Content starts
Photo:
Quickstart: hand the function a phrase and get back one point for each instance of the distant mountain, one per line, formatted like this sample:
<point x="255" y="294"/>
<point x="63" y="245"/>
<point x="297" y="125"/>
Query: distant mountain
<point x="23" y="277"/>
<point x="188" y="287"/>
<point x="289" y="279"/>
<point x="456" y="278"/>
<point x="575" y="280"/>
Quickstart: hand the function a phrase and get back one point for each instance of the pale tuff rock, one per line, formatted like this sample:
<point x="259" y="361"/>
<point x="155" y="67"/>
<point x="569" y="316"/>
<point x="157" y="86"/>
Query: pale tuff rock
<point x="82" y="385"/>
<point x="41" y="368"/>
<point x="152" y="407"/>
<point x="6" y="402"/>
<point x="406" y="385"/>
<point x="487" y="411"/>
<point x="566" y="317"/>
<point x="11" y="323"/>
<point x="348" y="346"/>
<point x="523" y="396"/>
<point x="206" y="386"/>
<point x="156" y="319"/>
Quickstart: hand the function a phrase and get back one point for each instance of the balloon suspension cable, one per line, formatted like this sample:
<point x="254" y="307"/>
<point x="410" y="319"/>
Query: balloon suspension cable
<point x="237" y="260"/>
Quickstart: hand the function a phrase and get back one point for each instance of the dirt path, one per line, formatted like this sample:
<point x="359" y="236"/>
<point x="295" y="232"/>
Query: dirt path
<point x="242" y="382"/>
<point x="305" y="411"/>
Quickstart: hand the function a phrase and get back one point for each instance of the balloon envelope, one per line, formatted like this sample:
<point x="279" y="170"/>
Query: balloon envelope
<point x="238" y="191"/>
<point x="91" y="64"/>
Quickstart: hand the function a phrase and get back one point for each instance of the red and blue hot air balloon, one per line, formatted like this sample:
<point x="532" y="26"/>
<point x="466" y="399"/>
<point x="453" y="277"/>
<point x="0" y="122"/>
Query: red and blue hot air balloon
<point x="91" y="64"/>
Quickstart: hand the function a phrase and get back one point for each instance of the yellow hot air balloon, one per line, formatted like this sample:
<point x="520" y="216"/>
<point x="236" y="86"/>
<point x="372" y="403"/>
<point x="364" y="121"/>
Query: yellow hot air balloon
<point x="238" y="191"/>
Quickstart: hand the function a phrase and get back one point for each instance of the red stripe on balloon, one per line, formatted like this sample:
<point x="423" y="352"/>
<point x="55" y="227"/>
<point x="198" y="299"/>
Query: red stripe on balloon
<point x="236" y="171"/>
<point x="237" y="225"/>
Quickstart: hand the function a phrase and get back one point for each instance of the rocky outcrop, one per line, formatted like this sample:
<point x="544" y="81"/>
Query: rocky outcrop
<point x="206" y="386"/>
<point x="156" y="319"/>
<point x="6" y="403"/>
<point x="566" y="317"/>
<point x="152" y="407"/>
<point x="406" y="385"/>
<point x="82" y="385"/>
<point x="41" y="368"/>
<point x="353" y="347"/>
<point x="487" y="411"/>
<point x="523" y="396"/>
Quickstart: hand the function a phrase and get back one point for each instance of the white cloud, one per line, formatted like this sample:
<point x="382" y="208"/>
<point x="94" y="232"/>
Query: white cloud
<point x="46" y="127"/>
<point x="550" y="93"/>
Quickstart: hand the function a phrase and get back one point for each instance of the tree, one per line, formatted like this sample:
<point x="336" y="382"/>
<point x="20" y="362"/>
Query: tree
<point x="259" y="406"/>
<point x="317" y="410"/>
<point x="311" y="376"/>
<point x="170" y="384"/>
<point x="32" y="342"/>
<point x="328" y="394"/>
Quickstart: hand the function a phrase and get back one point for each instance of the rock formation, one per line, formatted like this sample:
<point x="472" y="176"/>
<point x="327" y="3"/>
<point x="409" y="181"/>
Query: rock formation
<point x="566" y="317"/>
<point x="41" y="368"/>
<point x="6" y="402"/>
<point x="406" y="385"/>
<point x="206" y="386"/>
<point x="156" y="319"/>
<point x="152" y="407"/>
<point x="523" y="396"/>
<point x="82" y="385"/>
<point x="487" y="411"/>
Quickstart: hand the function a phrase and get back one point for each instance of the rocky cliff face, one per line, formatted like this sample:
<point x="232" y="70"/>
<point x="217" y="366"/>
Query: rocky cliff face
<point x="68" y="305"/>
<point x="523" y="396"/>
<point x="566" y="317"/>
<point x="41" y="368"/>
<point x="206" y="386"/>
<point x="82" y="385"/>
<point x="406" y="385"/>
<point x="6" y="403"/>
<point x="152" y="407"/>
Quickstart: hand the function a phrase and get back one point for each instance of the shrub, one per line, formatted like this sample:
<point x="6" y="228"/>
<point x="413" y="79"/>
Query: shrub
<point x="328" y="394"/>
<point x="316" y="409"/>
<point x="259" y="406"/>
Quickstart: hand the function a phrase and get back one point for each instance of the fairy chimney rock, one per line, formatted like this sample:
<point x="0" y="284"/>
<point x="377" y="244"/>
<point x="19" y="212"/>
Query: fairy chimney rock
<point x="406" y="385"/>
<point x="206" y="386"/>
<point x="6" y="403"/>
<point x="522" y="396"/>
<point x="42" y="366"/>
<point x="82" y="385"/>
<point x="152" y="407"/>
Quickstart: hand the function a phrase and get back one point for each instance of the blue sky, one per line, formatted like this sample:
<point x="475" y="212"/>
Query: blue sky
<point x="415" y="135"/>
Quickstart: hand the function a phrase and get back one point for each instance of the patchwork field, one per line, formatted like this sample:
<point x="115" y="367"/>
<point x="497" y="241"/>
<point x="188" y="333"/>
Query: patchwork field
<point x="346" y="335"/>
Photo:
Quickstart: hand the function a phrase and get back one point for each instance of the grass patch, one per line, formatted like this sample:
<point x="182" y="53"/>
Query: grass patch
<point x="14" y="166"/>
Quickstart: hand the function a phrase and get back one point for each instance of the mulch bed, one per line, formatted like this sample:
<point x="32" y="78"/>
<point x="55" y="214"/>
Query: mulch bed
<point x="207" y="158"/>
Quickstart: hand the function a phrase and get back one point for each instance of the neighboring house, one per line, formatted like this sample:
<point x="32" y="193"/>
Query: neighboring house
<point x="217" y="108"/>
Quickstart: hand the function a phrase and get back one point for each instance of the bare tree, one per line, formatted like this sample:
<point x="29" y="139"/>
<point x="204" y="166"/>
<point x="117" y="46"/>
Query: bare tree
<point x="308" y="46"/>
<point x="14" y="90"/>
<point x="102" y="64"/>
Content ends
▶ [What the task asks]
Your answer must be the full set of records above, reproduced exactly.

▶ [Answer to this exercise]
Photo:
Quickstart: hand the function a phrase and get back one point for each instance of the distant mountain, one per line, formatted like this sample:
<point x="255" y="294"/>
<point x="63" y="245"/>
<point x="297" y="125"/>
Query: distant mountain
<point x="23" y="277"/>
<point x="188" y="287"/>
<point x="289" y="279"/>
<point x="456" y="278"/>
<point x="575" y="280"/>
Quickstart: hand the function a phrase and get back one point for each instance of the pale tuff rock, one per line, formatted like this sample:
<point x="259" y="361"/>
<point x="155" y="67"/>
<point x="569" y="316"/>
<point x="157" y="86"/>
Query: pale tuff rock
<point x="82" y="385"/>
<point x="41" y="368"/>
<point x="152" y="407"/>
<point x="6" y="402"/>
<point x="406" y="385"/>
<point x="487" y="411"/>
<point x="566" y="317"/>
<point x="11" y="323"/>
<point x="348" y="346"/>
<point x="523" y="396"/>
<point x="206" y="386"/>
<point x="156" y="319"/>
Quickstart: hand the function a phrase and get back one point for each instance of the balloon suspension cable, one per line, formatted like this sample:
<point x="254" y="307"/>
<point x="410" y="319"/>
Query: balloon suspension cable
<point x="237" y="260"/>
Quickstart: hand the function a phrase and get back one point for each instance of the dirt path, one per line, formatted like this sample:
<point x="359" y="236"/>
<point x="295" y="232"/>
Query: dirt path
<point x="242" y="382"/>
<point x="305" y="411"/>
Quickstart: hand the function a phrase and get back one point for each instance of the balloon envelope, one per line, formatted like this sample:
<point x="279" y="170"/>
Query: balloon envelope
<point x="238" y="191"/>
<point x="91" y="64"/>
Quickstart: hand the function a phrase and get back one point for each instance of the red and blue hot air balloon, one per line, formatted like this sample:
<point x="532" y="26"/>
<point x="466" y="399"/>
<point x="453" y="277"/>
<point x="0" y="122"/>
Query: red and blue hot air balloon
<point x="91" y="64"/>
Quickstart: hand the function a phrase and get back one point for each instance of the yellow hot air balloon, one per line, formatted like this sample:
<point x="520" y="216"/>
<point x="236" y="86"/>
<point x="372" y="403"/>
<point x="364" y="121"/>
Query: yellow hot air balloon
<point x="238" y="191"/>
Quickstart: hand the function a phrase and get back one point for each instance of the red stripe on balloon, one per line, formatted like this sample:
<point x="423" y="352"/>
<point x="55" y="227"/>
<point x="198" y="299"/>
Query: red stripe on balloon
<point x="236" y="171"/>
<point x="237" y="225"/>
Quickstart: hand the function a phrase and get back one point for each instance of the rocky outcrop, one per line, formatted like this sample:
<point x="544" y="81"/>
Query: rocky outcrop
<point x="206" y="386"/>
<point x="156" y="319"/>
<point x="6" y="403"/>
<point x="566" y="317"/>
<point x="152" y="407"/>
<point x="406" y="385"/>
<point x="82" y="385"/>
<point x="41" y="368"/>
<point x="353" y="347"/>
<point x="487" y="411"/>
<point x="523" y="396"/>
Quickstart: hand the function a phrase and get back one point for each instance of the white cloud, one per line, formatted like this sample:
<point x="382" y="208"/>
<point x="94" y="232"/>
Query: white cloud
<point x="46" y="127"/>
<point x="550" y="93"/>
Quickstart: hand the function a phrase and get back one point for each instance of the tree, one per line, formatted like this sample:
<point x="336" y="382"/>
<point x="20" y="362"/>
Query: tree
<point x="259" y="406"/>
<point x="317" y="410"/>
<point x="311" y="376"/>
<point x="170" y="384"/>
<point x="32" y="342"/>
<point x="328" y="394"/>
Quickstart: hand the function a phrase and get back one point for each instance of the rock formation, one per line, formatted like this sample:
<point x="472" y="176"/>
<point x="327" y="3"/>
<point x="409" y="181"/>
Query: rock formation
<point x="566" y="317"/>
<point x="41" y="368"/>
<point x="6" y="402"/>
<point x="406" y="385"/>
<point x="206" y="386"/>
<point x="156" y="319"/>
<point x="152" y="407"/>
<point x="523" y="396"/>
<point x="82" y="385"/>
<point x="487" y="411"/>
Quickstart: hand the function a phrase and get back one point for each instance of the rocky cliff face, one per line, formatted like this sample:
<point x="232" y="70"/>
<point x="217" y="366"/>
Query: rocky cliff face
<point x="68" y="305"/>
<point x="523" y="396"/>
<point x="566" y="317"/>
<point x="41" y="368"/>
<point x="206" y="386"/>
<point x="82" y="385"/>
<point x="406" y="385"/>
<point x="6" y="403"/>
<point x="152" y="407"/>
Quickstart: hand the function a phrase and get back one point for each instance of the shrub, one per line, formatted like this sample:
<point x="6" y="228"/>
<point x="413" y="79"/>
Query: shrub
<point x="328" y="394"/>
<point x="316" y="409"/>
<point x="259" y="406"/>
Quickstart: hand the function a phrase and get back one point for each instance of the fairy chimney rock, one per line, formatted like this sample:
<point x="0" y="284"/>
<point x="377" y="244"/>
<point x="19" y="212"/>
Query: fairy chimney rock
<point x="406" y="385"/>
<point x="206" y="386"/>
<point x="6" y="403"/>
<point x="522" y="396"/>
<point x="42" y="366"/>
<point x="82" y="385"/>
<point x="152" y="407"/>
Quickstart: hand the function a phrase and get back one point for each instance of the blue sky, one per line, formatted like this sample:
<point x="475" y="212"/>
Query: blue sky
<point x="415" y="135"/>
Quickstart: hand the function a phrase and get back one point for each instance of the patchwork field, one per line, formatted like this sample:
<point x="115" y="367"/>
<point x="497" y="241"/>
<point x="188" y="333"/>
Query: patchwork field
<point x="346" y="335"/>
Photo:
Quickstart: hand the function a phrase and get back one point for each instance of the grass patch, one per line, formatted like this sample:
<point x="182" y="53"/>
Query: grass patch
<point x="14" y="166"/>
Quickstart: hand the function a phrase and get back one point for each instance of the mulch bed, one per line, formatted like this sample:
<point x="32" y="78"/>
<point x="55" y="214"/>
Query: mulch bed
<point x="207" y="158"/>
Quickstart: hand the function a phrase and get back one point for each instance of the neighboring house, one per line, formatted like this sample:
<point x="32" y="193"/>
Query: neighboring house
<point x="217" y="108"/>
Quickstart: hand the function a phrase and get back one point for each instance of the bare tree, one per line, formatted like this sample:
<point x="29" y="139"/>
<point x="204" y="166"/>
<point x="117" y="46"/>
Query: bare tree
<point x="308" y="46"/>
<point x="14" y="90"/>
<point x="102" y="64"/>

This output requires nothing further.